⟨
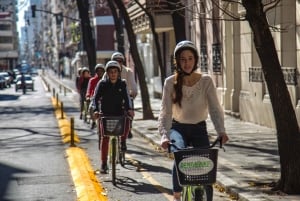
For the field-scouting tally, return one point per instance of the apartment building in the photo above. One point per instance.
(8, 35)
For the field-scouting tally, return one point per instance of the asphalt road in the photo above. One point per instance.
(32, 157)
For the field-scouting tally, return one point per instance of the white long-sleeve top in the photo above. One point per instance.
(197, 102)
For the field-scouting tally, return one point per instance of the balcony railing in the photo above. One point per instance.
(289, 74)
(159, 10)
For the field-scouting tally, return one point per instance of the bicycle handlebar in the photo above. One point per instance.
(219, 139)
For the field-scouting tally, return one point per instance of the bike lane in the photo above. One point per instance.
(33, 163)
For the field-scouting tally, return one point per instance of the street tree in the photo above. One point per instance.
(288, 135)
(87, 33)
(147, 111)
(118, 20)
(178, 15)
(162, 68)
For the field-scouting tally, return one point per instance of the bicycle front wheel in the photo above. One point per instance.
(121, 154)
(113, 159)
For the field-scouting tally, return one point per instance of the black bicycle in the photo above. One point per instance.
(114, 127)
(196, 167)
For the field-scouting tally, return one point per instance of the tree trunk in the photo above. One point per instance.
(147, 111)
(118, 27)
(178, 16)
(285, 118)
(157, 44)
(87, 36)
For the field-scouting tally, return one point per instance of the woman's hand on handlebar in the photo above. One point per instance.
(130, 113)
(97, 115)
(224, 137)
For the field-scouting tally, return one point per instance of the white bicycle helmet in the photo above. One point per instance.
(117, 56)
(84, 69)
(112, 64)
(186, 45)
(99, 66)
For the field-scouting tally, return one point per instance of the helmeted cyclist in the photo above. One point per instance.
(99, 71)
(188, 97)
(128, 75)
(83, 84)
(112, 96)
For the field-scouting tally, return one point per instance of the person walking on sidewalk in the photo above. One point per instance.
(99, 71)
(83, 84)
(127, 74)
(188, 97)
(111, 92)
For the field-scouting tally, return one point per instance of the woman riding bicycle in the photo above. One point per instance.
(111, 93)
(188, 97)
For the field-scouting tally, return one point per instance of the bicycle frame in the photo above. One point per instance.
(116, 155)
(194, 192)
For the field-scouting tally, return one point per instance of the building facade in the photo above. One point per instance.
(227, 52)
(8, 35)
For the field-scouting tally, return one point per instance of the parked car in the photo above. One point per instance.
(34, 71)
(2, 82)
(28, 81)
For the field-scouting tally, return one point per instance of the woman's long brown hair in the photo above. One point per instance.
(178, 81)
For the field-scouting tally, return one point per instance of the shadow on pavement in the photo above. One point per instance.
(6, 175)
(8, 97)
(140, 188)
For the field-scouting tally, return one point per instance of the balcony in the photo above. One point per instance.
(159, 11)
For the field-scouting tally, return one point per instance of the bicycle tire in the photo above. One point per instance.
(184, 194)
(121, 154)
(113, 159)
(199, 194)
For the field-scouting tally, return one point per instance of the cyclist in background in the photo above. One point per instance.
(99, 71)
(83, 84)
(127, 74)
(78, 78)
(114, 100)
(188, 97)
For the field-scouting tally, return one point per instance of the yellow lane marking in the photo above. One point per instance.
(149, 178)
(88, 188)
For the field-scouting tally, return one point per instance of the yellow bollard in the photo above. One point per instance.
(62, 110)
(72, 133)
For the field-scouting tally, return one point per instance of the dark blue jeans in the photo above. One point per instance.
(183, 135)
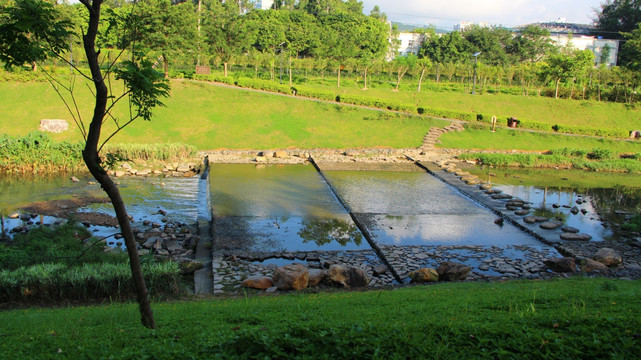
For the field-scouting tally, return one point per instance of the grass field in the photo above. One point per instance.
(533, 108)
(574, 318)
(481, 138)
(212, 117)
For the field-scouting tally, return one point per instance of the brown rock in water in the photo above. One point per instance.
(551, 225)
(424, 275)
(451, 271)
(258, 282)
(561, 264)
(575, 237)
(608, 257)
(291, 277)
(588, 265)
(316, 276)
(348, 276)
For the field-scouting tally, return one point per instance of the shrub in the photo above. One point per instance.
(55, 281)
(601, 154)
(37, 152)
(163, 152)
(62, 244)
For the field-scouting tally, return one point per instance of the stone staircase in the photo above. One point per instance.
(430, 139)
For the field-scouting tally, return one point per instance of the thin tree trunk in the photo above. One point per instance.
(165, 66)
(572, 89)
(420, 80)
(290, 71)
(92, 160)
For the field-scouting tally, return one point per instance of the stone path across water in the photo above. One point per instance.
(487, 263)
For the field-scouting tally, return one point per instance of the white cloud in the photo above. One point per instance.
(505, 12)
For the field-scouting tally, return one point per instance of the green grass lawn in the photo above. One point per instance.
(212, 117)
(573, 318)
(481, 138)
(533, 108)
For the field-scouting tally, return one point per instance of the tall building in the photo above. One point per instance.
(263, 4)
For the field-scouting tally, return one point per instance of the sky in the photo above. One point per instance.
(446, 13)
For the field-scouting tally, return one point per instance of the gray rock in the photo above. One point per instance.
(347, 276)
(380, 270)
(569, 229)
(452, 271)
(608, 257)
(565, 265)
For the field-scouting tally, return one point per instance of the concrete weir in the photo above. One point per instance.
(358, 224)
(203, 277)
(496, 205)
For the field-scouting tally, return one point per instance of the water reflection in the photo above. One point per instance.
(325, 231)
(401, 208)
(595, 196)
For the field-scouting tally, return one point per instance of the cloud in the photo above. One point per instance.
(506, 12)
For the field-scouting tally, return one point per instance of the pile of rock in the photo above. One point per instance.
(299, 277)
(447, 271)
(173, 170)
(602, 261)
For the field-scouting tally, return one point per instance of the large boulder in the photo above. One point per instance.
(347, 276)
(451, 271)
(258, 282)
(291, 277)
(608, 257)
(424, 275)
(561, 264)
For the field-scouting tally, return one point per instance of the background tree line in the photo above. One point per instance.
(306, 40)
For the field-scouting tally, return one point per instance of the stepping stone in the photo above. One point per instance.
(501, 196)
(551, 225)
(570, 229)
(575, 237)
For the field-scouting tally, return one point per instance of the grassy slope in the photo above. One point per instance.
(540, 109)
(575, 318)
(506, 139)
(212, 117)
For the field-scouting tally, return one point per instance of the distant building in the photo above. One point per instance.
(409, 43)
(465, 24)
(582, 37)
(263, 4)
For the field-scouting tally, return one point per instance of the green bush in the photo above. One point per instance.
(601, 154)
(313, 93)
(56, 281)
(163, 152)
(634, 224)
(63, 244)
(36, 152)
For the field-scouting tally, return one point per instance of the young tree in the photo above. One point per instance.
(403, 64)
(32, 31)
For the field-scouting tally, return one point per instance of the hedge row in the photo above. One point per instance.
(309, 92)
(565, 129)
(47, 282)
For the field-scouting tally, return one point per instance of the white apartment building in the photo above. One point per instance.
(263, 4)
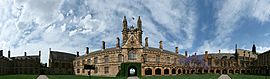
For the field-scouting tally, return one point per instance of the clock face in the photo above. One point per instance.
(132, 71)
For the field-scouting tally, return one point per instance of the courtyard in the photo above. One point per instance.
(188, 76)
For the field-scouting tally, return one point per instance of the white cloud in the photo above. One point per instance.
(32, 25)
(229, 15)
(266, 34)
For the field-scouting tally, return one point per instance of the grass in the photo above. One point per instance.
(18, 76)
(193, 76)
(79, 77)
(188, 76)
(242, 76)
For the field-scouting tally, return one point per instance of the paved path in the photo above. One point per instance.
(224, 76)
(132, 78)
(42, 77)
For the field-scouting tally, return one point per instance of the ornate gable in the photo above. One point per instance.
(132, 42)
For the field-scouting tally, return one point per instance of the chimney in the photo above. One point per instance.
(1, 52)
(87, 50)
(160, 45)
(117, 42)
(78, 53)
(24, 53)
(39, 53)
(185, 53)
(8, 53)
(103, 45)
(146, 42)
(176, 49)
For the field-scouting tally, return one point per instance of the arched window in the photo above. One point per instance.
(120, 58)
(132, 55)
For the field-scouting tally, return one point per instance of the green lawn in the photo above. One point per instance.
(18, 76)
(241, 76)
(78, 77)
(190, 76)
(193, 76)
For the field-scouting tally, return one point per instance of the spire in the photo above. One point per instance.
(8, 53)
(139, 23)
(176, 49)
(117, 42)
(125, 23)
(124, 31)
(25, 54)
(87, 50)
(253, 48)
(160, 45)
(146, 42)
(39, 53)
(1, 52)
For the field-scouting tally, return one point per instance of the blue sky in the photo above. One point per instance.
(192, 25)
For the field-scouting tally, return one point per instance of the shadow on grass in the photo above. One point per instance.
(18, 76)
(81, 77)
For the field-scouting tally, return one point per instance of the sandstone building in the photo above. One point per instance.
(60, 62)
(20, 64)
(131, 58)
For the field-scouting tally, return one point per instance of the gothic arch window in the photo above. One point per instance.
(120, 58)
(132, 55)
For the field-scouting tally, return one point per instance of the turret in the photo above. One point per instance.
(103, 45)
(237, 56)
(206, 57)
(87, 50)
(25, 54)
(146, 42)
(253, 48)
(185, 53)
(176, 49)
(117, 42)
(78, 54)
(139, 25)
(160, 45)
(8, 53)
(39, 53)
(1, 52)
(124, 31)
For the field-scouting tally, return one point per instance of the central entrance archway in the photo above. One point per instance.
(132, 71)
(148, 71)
⟩
⟨
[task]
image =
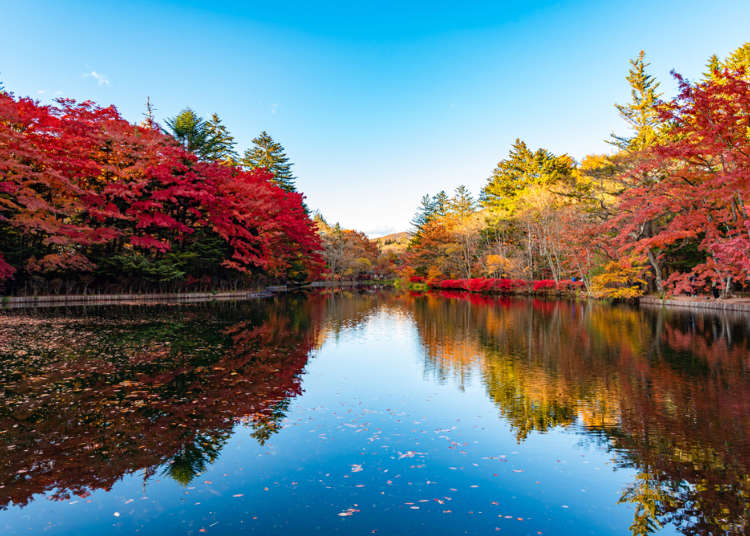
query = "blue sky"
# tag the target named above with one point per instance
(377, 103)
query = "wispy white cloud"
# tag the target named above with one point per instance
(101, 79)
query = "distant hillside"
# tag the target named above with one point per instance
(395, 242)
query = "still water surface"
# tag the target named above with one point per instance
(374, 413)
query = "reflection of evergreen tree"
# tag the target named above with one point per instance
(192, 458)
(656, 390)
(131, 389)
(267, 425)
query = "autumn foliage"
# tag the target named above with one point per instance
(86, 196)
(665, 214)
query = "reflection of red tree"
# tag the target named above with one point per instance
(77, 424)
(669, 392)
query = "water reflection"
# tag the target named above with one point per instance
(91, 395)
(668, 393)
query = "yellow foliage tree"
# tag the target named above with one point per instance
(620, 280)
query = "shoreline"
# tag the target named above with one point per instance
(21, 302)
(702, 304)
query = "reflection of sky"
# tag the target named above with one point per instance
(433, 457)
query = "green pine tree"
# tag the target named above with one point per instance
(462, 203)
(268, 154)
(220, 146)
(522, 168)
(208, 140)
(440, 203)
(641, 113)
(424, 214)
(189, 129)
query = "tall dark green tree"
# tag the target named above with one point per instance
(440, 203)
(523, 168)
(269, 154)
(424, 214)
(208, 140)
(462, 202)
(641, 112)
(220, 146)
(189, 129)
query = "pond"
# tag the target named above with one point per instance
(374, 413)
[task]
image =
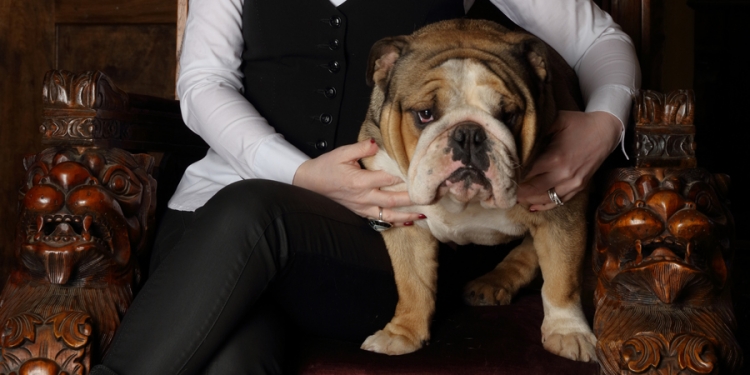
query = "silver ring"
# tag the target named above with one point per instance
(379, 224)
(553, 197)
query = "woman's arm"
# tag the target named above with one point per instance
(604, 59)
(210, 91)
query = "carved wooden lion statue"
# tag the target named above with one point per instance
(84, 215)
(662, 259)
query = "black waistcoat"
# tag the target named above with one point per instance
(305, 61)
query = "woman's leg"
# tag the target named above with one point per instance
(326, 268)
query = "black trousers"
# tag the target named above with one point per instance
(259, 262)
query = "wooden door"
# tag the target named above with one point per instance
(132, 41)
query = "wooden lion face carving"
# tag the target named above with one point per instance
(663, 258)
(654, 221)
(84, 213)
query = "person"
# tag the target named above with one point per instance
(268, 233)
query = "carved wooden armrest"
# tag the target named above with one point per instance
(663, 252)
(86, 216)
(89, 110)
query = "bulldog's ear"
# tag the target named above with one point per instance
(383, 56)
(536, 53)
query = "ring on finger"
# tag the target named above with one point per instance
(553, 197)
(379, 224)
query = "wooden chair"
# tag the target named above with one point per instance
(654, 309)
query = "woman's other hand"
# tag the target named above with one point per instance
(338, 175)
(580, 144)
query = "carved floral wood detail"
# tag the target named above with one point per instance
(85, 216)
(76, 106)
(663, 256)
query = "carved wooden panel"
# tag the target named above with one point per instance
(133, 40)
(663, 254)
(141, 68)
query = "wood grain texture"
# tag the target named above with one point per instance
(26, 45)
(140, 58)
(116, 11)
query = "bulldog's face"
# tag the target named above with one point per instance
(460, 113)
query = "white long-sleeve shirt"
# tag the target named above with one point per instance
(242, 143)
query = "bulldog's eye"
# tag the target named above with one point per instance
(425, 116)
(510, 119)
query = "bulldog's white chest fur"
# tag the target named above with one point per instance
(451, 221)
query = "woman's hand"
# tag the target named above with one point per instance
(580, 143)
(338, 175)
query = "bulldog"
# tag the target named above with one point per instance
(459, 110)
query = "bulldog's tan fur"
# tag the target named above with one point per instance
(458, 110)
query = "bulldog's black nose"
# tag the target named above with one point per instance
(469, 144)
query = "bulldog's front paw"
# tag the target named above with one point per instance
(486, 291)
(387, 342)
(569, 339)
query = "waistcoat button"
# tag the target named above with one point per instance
⟩
*WRITTEN INSTRUCTION*. List each line of the material above that contains the word "water".

*FULL RESPONSE*.
For the field-scouting tally, return one point per instance of the brown rock in water in the photo above. One point per instance.
For the field-scouting tally, return one point per instance of the stone path across water in the photo above. One point per instance.
For the field-scouting tally, return one point per instance of the water reflection in the photo above. One point per instance.
query = "still water surface"
query = "water reflection"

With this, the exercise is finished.